Problem to solve: Render every line of the records below as a numbered list, leaving out any blank lines.

>> BEGIN Stored records

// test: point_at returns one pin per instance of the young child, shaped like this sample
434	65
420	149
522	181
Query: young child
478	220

>> END Stored records

Written reply:
1. // test: point_at returns one pin per instance of the young child, shaped like this sample
2. 434	65
3. 420	149
4. 522	181
5. Query: young child
6. 478	220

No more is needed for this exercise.